[Point placement records]

/---

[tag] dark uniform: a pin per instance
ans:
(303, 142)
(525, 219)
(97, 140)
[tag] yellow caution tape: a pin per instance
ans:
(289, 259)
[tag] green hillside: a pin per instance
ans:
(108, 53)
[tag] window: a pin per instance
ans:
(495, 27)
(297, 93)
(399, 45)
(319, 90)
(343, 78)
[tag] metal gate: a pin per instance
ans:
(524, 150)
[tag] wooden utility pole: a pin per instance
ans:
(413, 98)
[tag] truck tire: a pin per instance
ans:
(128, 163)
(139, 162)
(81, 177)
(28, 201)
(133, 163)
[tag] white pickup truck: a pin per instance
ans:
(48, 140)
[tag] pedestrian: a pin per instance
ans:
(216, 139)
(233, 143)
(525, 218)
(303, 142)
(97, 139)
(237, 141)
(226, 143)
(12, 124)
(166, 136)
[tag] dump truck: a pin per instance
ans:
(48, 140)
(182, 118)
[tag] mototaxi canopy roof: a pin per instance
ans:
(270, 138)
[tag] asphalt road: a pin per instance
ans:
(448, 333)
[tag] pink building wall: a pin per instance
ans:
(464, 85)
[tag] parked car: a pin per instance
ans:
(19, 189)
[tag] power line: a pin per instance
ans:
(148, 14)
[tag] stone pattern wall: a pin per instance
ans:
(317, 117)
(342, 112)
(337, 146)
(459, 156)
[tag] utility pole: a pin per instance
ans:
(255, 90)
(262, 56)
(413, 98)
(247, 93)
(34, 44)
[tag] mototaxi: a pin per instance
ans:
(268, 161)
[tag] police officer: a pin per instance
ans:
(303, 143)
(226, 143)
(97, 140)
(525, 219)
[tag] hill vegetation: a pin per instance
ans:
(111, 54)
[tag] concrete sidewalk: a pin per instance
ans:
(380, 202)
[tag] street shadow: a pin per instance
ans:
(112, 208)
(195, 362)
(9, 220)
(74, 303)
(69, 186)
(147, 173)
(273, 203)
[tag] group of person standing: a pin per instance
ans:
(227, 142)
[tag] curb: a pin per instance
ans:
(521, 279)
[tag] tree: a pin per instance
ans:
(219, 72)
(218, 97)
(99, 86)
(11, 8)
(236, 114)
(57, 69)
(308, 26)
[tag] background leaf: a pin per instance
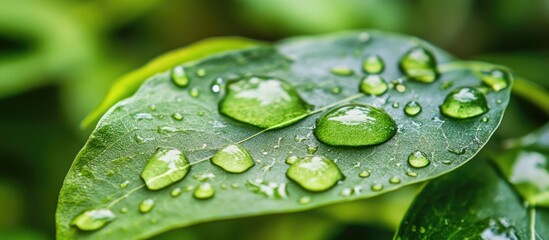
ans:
(130, 132)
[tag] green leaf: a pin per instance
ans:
(164, 115)
(129, 83)
(473, 202)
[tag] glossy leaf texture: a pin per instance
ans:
(474, 202)
(299, 73)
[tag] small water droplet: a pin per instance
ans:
(165, 167)
(394, 180)
(93, 219)
(146, 205)
(342, 71)
(377, 187)
(464, 103)
(315, 173)
(175, 192)
(412, 108)
(420, 65)
(374, 85)
(304, 200)
(268, 102)
(340, 126)
(204, 191)
(233, 159)
(177, 116)
(418, 159)
(364, 174)
(201, 72)
(373, 64)
(497, 79)
(179, 76)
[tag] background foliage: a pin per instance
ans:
(58, 58)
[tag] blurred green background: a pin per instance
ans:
(59, 57)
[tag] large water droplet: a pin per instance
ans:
(373, 64)
(418, 159)
(263, 102)
(204, 191)
(315, 173)
(233, 159)
(146, 206)
(412, 108)
(464, 103)
(342, 125)
(93, 219)
(179, 77)
(374, 85)
(420, 65)
(497, 79)
(165, 167)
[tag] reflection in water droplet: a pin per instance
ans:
(263, 102)
(420, 65)
(464, 103)
(165, 167)
(373, 64)
(204, 191)
(233, 159)
(340, 126)
(315, 173)
(146, 206)
(497, 79)
(418, 159)
(374, 85)
(93, 219)
(412, 108)
(342, 70)
(179, 77)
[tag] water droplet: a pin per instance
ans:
(201, 72)
(146, 206)
(364, 174)
(175, 192)
(194, 92)
(342, 71)
(340, 126)
(204, 191)
(93, 219)
(124, 184)
(412, 108)
(179, 76)
(374, 85)
(177, 116)
(394, 180)
(377, 187)
(497, 79)
(304, 200)
(464, 103)
(373, 64)
(291, 160)
(420, 65)
(315, 173)
(165, 167)
(233, 159)
(418, 159)
(263, 102)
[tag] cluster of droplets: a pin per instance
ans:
(269, 103)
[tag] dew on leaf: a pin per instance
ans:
(464, 103)
(165, 167)
(233, 158)
(263, 102)
(340, 126)
(93, 219)
(315, 173)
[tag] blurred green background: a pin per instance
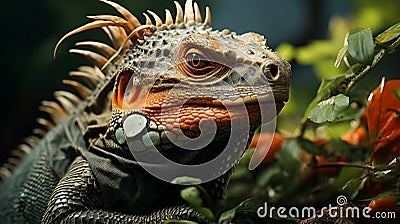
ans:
(311, 31)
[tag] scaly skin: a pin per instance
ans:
(163, 79)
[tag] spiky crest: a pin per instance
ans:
(122, 31)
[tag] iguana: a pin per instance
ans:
(161, 86)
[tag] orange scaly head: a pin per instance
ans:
(184, 89)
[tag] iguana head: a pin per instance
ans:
(185, 89)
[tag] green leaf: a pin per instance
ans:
(288, 157)
(389, 34)
(342, 52)
(329, 110)
(192, 196)
(327, 87)
(361, 45)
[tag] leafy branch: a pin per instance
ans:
(361, 53)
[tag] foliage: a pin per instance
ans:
(361, 162)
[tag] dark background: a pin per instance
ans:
(30, 30)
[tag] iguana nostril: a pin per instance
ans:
(271, 71)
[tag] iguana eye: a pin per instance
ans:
(196, 61)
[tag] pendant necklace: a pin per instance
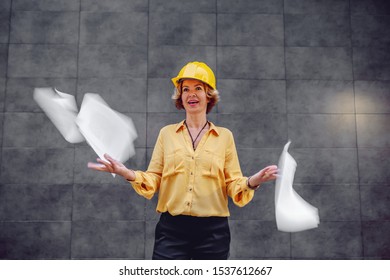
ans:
(193, 141)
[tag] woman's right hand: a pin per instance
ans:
(112, 166)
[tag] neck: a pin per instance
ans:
(196, 121)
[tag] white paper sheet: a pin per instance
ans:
(293, 213)
(61, 109)
(106, 130)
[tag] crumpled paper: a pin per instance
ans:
(293, 213)
(104, 129)
(61, 109)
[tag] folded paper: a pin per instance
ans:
(61, 109)
(293, 213)
(106, 130)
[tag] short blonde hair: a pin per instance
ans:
(212, 95)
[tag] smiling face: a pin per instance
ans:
(194, 96)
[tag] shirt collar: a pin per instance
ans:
(213, 128)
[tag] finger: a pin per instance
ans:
(110, 159)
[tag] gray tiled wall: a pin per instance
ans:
(313, 71)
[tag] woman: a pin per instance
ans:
(194, 168)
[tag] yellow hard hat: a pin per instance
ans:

\---

● Objective
Can you repeat the records from the line containing "[tag] woman's right hand: a pin per instance" through the end of the records, switching "paper" to "cardboard" and keeping all else unchanged?

● Response to the exercise
[tag] woman's right hand: a pin per instance
ans:
(112, 166)
[tag] neck: a pin per instance
ans:
(196, 121)
[tag] white cardboard sheet: a pin per instance
ans:
(293, 213)
(61, 109)
(106, 130)
[tag] crumpled cardboard: a pin per instance
ans:
(293, 213)
(104, 129)
(61, 109)
[tag] folded cardboard: a pin per instance
ans:
(61, 109)
(293, 213)
(106, 130)
[tag] short blonde hair: a pin per instance
ans:
(212, 95)
[tag] smiling face: a pin per instance
ans:
(194, 96)
[tag] shirt collar: a pin per instance
ans:
(213, 128)
[tag] finger: a pin per instance
ans:
(110, 159)
[tag] gray tiled wall: a pin per instance
ans:
(313, 71)
[tag] woman: a pin per instance
ans:
(194, 168)
[tag] yellow hard hat: a pin per instance
ans:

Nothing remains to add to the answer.